## PASSAGE TO READ
::::
In another embodiment illustrated in FIG. 8, the ball 800 has no
fail safe mechanism as sensor 510 is missing. This means, that no
hydrostatic pressure is used to start a first timer. For this
embodiment, the second sensor 520 is used to measure one or more
trigger pressures, which are set up to be higher than the
fracturing pressure. Each trigger pressure is associated with a
corresponding timer 510' and 520', and each timer may have a
different time period value. Thus, the operator has the freedom to
break the ball into pieces and to retake control of the stage
behind the ball at various times associated with the timers, which
can be from one second to many hours.
This and the previous embodiments use multiple pressure settings
for starting plural timers, depending on the need of the operator.
Such a ball configuration is flexible, which is not the case for
the traditional balls, which can be broken at a single given time,
which is dictated by the single timer that is present on the ball
and started at the hydrostatic pressure. Note that the above
embodiments discuss a timer that delay breaking the ball after a
certain pressure is measured. However, it is possible that the
above embodiments are implemented with no timer for the second
sensor 520, which means that the ball is broken as soon as the
operator applies the trigger pressure and the sensor measures such
pressure. While this embodiment has been discussed assuming that
the timer is an electronic mechanism, it is possible to apply the
teachings of the embodiments of this document to any timer, even
timers without electronics. For example, it is possible to actuate
the ball by simply applying the trigger pressure, which when
measured by the pressure sensor, automatically actuates the
energetic material 508. This embodiment and any of the embodiments
discussed herein may make use of materials for the ball that are
degradable or not.
According to any of the embodiments discussed above, the ball 500
would not actuate a timer associated with the second sensor 520
until the trigger pressure is reached. FIG. 9A shows the ball 500
being seated at a plug 110 and sand 122 being accumulated upstream
the ball. The time delay for timer 520' would then be selected such
that the ball 500 would fragment, as shown in FIG. 9B, while the
frac pumps are still active, so that the pressure drop at the well
head would indicate the ball detonation. In this case, the operator
of the well would be able to record that (a) the ball 500 actuated,
and (b) that the sand pack 122 was disturbed sufficiently such that
the ball would degrade in excess water, preventing the creation of
a precipitate cemented sand plug, as illustrated in FIG. 9C. Note
that in this case, because the operator was able to control the
timing of the ball actuation, and made that time to coincide with
the time when the frac pumps are active, enough pressure was
applied to the fluid in the well with the frac pumps to force the
sand 112 and the debris from the ball to move through the plug 110.
This coordination between (1) actuating the ball within a
selectable time and (2) being able to also control the frac pump to
be active at the same time, prevents the problems discussed in the
background section and associated with the traditional balls.
According to another embodiment illustrated in FIG. 10, in addition
to the first and second sensors 510 and 520 shown in FIG. 5, other
similar sensors 520-1 to 520-4 are added. These sensors are
distributed throughout the body 1002 of the ball 1000 so that
whatever the position of the ball in the seat of the plug, at least
two sensors are not inside the plug. In other words, as the ball
1000 takes its position in the seat 110A of the plug 110, one or
more sensors 510, 520, and 520-1 to 520-4 would be located to face
the through port 112 (sensors 520 and 520-3 in this embodiment)
::::
## EXTRACTED MATERIAL

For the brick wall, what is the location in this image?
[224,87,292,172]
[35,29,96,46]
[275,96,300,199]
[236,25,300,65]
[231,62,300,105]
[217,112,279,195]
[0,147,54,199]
::::
## WORK TO COMPLETE
1. Decide whether each statement agrees with the passage on the frac ball. Answer yes or no for each, and quote the words from the passage that decide it.
(a) In the embodiment of FIG. 8, the ball has no fail safe mechanism.
(b) The trigger pressures measured by the second sensor are set lower than the fracturing pressure.
(c) The ball in these embodiments may be made of materials that are degradable or not.
2. Carry on the passage on the frac ball, picking up right after its final words.

## THE ANSWERS
1.
(a) Yes: "the ball 800 has no fail safe mechanism as sensor 510 is missing"
(b) No: "which are set up to be higher than the fracturing pressure"
(c) Yes: "may make use of materials for the ball that are degradable or not"

2.
while one or more sensors (510, 520-1 and 520-4 in this embodiment)
face the upstream portion of the casing 102.
According to this embodiment, the plural sensors are distributed
throughout the body of the ball to ensure that the pressure Pu in
the upstream casing is detected. Note that the pressure Pd in the
downstream casing is not the same as the pressure Pu that the frac
pumps are applying to the well and thus, in order that the ball
detects the trigger pressure (which is the upstream pressure Pu),
at least one sensor needs to face the upstream portion of the
casing. The same is true if the trigger pressure is a differential
pressure, i.e., at least one sensor needs to face the upstream part
of the casing for measuring the upstream pressure Pu and at least
one sensor needs to face the through port 112 to measure the
downstream pressure Pd. Those skilled in the art would know what is
the minimum number of sensors that a ball would need to satisfy
these conditions.
According to still another embodiment illustrated in FIG. 11, a
ball 1100, similar to the ball of the embodiment illustrated in
FIG. 5, may be configured to actuate when a measured pressure Pu in
the upstream part of the casing is below a formation pressure. This
is the case that corresponds to a flowback of the well. The
pressure in the formation 106 in FIG. 1, which is connected to a
current stage of the well, is called herein the formation pressure
P.sub.form. The formation pressure is below the fracturing pressure
and above the hydrostatic pressure. Because the formation pressure
is below the fracturing pressure, the processor or circuitry 514 of
the ball 1100 is configured to not activate the ball when the
sensor measures the first time a pressure that is equal to or above
the formation pressure P.sub.form. After the sensor has measured
once the formation pressure P.sub.form, if a second measurement of
the same formation pressure P.sub.form is determined, the processor
or circuitry 514 would activate the energetic material 508.
In this regard, FIG. 12 illustrates the pressure that is acting on
the ball 1100 after the ball has been released in the well. The
initial pressure measured by the sensors, just before the ball is
released into the well, is the atmospheric pressure P.sub.a (e.g.,
14.7 psi). This pressure is measured at an initial time t1. As the
ball is pumped towards its corresponding plug, the pressure
increases until the ball reaches its final destination at t2, when
the pressure becomes the hydrostatic pressure P.sub.H. Supposing
that the stage above the ball has been connected to the formation
(i.e., the casing of the well has been perforated), the fracturing
operation is started at time t3. During the fracturing operation,
the pressure in the stage above the ball is increased to the
fracturing pressure P.sub.f. Note that the formation pressure
P.sub.form is larger than the hydrostatic pressure and smaller than
the fracturing pressure. The formation pressure depends on the
applied fracturing pressure and the characteristics of the
formation connected to the stage. The fracturing operation stops at
time t4.
Based on the observation that the current stage's pressure after
time t4 will decrease, either because one or more frac pumps may
fail or because the formation may absorb some more fluid from the
well, it is possible in one embodiment to program the actuation
mechanism in the ball based on an anticipated pressure profile.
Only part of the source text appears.